┌─ Extrait source

La zone CFA comprend quinze (15) Etats dont huit (8) en Afrique de l’Ouest, le Bénin, le Burkina Faso, la Côte d’Ivoire, la Guinée-Bissau, le Mali, le Niger, le Sénégal et le Togo.
Les Etats de la zone Franc des pays de l’Afrique centrale sont le Cameroun, le Congo, le Gabon, la Guinée équatoriale, la République de Centrafrique et le Tchad.
A cette liste, il s’ajoute les Comores.
En 1891, le colonisateur exige que l’impôt de capitation soit réglé en Franc français ; Excluant ainsi les monnaies locales et étrangères.
Après la crise économique des Etats-Unis d’Amérique en 1929, la production industrielle de la France baisse de 24% contre 1 % pour l’Italie et 11 % pour les Etats-Unis d’Amérique.
Affaiblie, la France décide de s’appuyer sur ses colonies pour relever son économie et son commerce extérieur.
Elle créé le 9 septembre 1939, la zone Franc et interdit les échanges des colonies avec d’autres pays extérieurs pour solidifier ses liens commerciaux avec ses colonies.
En 1939, l’unique monnaie qui circule dans les colonies françaises est le Franc français et pendant la deuxième guerre mondiale, il apparaît une autre monnaie liée au Marc allemand.

└─
┌─ Entrées répertoriées

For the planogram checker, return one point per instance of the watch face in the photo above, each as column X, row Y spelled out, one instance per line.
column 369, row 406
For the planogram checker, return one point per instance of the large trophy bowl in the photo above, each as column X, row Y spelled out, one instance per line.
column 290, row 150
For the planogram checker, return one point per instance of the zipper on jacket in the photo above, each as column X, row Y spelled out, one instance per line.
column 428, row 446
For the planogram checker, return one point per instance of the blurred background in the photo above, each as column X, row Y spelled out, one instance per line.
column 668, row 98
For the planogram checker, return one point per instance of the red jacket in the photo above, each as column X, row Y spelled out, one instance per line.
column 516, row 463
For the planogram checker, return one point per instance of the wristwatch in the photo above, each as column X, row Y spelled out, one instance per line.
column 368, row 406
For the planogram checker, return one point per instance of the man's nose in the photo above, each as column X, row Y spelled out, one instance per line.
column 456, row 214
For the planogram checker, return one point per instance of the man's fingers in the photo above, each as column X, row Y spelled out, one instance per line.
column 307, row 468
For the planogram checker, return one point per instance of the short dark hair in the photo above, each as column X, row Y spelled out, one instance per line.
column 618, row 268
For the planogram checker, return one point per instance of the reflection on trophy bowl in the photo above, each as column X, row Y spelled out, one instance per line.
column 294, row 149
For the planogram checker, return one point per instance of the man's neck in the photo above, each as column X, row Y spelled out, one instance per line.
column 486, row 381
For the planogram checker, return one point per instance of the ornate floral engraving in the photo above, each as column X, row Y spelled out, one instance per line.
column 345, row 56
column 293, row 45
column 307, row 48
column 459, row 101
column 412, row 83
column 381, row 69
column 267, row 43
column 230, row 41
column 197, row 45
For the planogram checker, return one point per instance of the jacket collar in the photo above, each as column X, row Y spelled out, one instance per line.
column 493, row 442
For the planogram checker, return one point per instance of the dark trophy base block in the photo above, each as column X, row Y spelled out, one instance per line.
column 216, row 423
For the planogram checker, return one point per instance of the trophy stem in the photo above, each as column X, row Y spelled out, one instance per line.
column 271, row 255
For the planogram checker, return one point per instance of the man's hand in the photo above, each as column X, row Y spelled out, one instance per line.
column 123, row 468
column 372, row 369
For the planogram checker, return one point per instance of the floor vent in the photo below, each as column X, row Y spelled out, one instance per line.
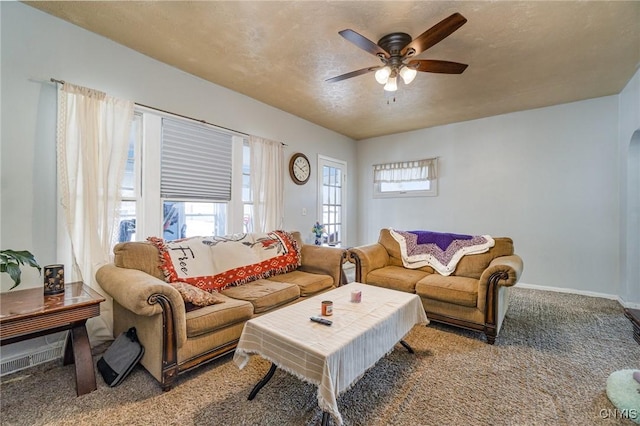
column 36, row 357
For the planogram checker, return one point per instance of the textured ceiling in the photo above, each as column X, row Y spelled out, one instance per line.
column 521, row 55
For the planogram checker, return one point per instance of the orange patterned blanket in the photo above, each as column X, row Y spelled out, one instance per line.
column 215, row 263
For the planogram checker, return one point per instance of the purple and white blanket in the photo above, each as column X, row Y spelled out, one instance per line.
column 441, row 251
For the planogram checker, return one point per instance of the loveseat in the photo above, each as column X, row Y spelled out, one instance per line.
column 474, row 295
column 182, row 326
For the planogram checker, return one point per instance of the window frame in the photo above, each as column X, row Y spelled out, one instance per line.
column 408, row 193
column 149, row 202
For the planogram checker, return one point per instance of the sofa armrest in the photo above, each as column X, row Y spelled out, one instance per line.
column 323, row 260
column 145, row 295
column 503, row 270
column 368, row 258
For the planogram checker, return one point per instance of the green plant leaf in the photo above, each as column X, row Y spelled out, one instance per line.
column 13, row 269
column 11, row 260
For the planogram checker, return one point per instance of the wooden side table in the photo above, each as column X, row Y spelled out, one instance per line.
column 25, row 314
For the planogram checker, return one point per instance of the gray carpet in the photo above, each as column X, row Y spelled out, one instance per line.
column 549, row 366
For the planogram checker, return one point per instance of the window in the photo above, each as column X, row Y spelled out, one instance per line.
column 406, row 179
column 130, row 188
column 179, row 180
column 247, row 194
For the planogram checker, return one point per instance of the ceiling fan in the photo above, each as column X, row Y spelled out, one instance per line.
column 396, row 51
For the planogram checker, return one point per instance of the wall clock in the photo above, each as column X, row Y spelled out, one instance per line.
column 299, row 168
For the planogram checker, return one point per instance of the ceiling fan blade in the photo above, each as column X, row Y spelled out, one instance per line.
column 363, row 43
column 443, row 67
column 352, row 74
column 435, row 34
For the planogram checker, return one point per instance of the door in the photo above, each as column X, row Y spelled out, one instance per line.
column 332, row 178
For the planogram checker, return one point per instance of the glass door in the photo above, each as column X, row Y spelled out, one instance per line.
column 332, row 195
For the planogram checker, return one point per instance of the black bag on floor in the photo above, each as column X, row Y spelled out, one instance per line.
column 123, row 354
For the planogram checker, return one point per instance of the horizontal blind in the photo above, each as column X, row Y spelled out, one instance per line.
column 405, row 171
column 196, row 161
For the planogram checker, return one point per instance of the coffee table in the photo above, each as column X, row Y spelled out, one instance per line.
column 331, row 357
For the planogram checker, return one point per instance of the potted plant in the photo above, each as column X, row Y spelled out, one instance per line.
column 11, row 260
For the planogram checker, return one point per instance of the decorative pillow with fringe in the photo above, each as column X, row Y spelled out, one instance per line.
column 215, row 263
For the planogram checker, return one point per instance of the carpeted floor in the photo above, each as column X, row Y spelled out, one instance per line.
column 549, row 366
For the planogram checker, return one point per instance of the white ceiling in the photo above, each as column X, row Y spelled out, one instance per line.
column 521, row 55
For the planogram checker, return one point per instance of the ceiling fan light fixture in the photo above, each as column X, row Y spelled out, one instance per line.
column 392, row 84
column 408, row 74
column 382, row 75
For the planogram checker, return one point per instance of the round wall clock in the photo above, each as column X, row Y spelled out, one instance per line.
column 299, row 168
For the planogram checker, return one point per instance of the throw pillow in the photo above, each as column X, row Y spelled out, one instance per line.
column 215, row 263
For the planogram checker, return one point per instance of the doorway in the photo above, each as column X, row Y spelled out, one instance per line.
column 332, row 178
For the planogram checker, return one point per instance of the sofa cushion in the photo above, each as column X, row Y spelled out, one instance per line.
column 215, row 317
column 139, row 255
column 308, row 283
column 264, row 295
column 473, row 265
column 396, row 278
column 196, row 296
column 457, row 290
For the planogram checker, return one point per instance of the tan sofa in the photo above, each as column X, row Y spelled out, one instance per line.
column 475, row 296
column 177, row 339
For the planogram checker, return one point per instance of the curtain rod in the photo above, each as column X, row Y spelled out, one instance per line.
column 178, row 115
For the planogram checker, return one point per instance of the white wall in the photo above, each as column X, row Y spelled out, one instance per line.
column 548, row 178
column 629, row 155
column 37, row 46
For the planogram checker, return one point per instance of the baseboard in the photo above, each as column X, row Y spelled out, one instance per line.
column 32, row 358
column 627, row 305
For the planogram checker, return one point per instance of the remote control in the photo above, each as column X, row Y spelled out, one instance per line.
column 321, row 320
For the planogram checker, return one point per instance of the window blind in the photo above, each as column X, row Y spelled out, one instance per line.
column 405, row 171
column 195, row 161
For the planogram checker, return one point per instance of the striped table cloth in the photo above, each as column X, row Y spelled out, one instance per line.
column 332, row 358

└─

## Travail demandé
[A] Indiquez la date à laquelle la France crée la zone Franc selon le texte sur la zone CFA.
[B] Poursuivez le texte sur l'histoire de la zone CFA à partir de sa dernière phrase.

## Résultats de l'exercice
[A] Le 9 septembre 1939.

[B]
Cette dernière monnaie subit une dépréciation et entraîne deux valeurs distinctes du Franc dans la zone et lorsque la France décide d’adhérer au Fonds monétaire international (FMI), on lui demande de définir sa parité.
Lors de la ratification des Accords de Bretton-Woods le 26 décembre 1945, la France s’exécute et spécifie sa parité dans trois (3) zones.
En France métropolitaine, l’Afrique du nord et les Antilles, la parité est fixée à 1 Dollar pour 119,10 FF.
La parité équivaut à 50 FCFA pour 1 Dollar dans les colonies pacifiques. C’est la naissance du Franc CFP.
En Afrique subsaharienne et à Saint-Pierre-et-Miquelon en Amérique du nord, le Franc CFA voit le jour et la parité est fixée à 85 FCFA pour 1 Dollar.
La France a créé le Franc CFA pour ne pas qu’après la guerre, la dévaluation du Franc français affecte les marchés de ses colonies et mette fin à sa suprématie dans le commerce extérieur de celles-ci.
En 1948, le Franc CFA subit effectivement une dévaluation et la parité passe de 1 Franc CFA à 2 Francs français.
Pour prendre en compte les évolutions différenciées des prix durant la guerre, les parités du Franc CFA et du Franc CFP sont fixées respectivement à 1,7 et 2,4 Francs.
En octobre 1948, ces taux passent à 2 Francs pour le Franc CFA et 5,5 Francs pour le Franc CFP.
En septembre 1949, avec le nouveau Franc français, les parités sont fixées à 1 Franc CFA pour 0,020 Franc français et 1 Franc CFP pour 0,055 Franc français.
En 1949 au Togo, le Président du Togo, Sylvanus Olympio critique le Franc CFA et décide de sortir de cette zone à partir de l’année 1963 mais le 13 janvier 1963, il est assassiné.
En 1955, il est créé l’Institut d’émission de l’Afrique Occidentale Française et du Togo (AOF) ainsi que l’Institut d’émission de l’Afrique Equatoriale Française et du Cameroun (AEF).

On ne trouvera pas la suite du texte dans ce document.